* _O que fazer_
Segundo o texto sobre a profissão médica no Brasil, quantos anos de história tem a Medicina?

Escrito por José Luiz Gomes do Amaral*
Todo mundo sabe que o Brasil tem certas particularidades que não causam inveja a qualquer outro país do mundo. Tanto são nossos problemas que enumerá-los é uma missão inglória. Na Medicina, particularmente, trabalhamos entre a cruz e a espada. Nós médicos temos como mister atender aos pacientes, proporcionar-lhes bem-estar, uma existência saudável e até salvá-los, em casos extremos. Não podemos errar, sob hipótese alguma; afinal, lidamos com o mais precioso bem da humanidade, a vida. Porém, as condições que nos impõem no dia-a-dia são absolutamente adversas e indutoras de falhas.
Nos hospitais e postos, faltam equipamentos e estrutura adequada para o bom exercício da Medicina. De forma geral, tanto na saúde pública quanto na privada, os honorários são vis, obrigando-nos a acumular empregos e a investir menos do que o desejável na educação continuada. Boa parte das faculdades médicas visa apenas o lucro e oferece formação insuficiente. Enfim, são inúmeros os fatores que transformam nosso ofício num risco constante, desde a formação universitária. Utilizei, propositalmente, o sinônimo ofício para nosso trabalho, pois, para agravar esse quadro, a profissão médica ainda não é regulamentada no Brasil. Estamos no século XXI, a Medicina tem uma história de 2500 anos, mas na Constituição Federal não constam leis que regulamentem nossos atos privativos. Trata-se de uma lacuna perigosa que expõe simultaneamente o médico e a população.
Ao não ter os atos privativos normatizados, os médicos podem ser responsabilizados por tudo, a despeito de todas as demais adversidades que enfrentam em sua rotina. Enfim, não tem parâmetro legal de defesa. Por outro lado, em terra sem lei, aventureiros podem ousar a exercer a Medicina sem estarem preparados para tanto. Os pacientes, por essas e outras, convivem com a insegurança de um sistema de saúde em que os papéis não são bem definidos, o que dificulta a cobrança dos direitos.

* _Material dado_

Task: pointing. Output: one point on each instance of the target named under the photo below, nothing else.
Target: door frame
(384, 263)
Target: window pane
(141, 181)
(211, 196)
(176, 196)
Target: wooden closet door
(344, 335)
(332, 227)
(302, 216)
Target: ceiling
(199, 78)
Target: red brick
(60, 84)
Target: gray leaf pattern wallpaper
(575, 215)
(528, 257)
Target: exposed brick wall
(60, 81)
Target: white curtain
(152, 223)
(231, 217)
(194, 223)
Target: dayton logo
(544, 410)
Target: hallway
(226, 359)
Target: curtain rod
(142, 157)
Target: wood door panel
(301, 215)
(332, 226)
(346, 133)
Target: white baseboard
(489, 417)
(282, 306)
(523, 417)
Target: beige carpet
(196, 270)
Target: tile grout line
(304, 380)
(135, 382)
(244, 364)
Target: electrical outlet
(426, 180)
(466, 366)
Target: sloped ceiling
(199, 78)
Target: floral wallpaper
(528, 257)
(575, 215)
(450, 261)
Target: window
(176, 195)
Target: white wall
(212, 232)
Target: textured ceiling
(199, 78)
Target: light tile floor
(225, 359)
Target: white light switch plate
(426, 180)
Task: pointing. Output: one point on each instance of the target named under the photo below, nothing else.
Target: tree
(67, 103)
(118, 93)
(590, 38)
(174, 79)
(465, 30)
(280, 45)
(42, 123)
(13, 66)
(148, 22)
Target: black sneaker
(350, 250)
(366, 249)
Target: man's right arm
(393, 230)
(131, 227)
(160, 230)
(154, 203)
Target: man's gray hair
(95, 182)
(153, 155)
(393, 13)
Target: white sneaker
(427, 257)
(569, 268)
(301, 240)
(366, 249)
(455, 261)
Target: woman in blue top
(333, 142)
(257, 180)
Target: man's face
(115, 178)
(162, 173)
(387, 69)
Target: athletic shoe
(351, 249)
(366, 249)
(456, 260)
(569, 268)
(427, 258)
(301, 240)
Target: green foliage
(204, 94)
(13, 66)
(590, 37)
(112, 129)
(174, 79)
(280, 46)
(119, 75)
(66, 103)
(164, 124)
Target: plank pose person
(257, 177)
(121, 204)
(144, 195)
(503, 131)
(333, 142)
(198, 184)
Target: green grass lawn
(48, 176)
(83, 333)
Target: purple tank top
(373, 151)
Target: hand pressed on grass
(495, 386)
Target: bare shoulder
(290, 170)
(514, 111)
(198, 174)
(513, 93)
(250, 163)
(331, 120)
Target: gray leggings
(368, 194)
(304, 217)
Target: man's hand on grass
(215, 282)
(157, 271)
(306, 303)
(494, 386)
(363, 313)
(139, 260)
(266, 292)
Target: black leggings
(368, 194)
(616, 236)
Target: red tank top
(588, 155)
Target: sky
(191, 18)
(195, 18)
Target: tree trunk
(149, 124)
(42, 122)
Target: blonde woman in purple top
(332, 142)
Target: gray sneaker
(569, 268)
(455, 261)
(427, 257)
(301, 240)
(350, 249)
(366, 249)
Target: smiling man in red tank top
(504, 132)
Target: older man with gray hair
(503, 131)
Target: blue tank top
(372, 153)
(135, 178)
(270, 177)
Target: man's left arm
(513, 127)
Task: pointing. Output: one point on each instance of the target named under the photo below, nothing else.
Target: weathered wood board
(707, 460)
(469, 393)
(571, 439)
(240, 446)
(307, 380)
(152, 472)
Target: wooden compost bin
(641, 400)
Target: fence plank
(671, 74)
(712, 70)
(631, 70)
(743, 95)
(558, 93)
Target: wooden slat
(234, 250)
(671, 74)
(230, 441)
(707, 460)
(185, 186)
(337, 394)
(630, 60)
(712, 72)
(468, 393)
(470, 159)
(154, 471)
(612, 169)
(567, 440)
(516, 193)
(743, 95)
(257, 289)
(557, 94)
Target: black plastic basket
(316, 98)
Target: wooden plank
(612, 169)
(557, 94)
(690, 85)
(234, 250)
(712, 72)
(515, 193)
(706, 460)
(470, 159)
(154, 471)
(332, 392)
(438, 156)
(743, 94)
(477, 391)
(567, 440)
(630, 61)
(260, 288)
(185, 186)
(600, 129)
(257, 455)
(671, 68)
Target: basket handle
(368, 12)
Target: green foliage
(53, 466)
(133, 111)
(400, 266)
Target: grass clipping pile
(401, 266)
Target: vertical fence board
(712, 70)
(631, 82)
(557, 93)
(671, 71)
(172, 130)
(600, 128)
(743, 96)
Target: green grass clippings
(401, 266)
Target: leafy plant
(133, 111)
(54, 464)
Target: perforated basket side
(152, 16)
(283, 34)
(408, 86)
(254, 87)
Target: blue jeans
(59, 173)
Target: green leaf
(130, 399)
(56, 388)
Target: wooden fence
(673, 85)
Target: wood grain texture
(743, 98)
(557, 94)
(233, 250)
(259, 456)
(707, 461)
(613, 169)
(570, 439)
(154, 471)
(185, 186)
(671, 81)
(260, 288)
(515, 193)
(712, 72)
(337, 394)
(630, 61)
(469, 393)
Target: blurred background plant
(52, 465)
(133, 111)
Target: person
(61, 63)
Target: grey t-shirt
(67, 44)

* _Resposta abaixo_
A Medicina tem uma história de 2500 anos.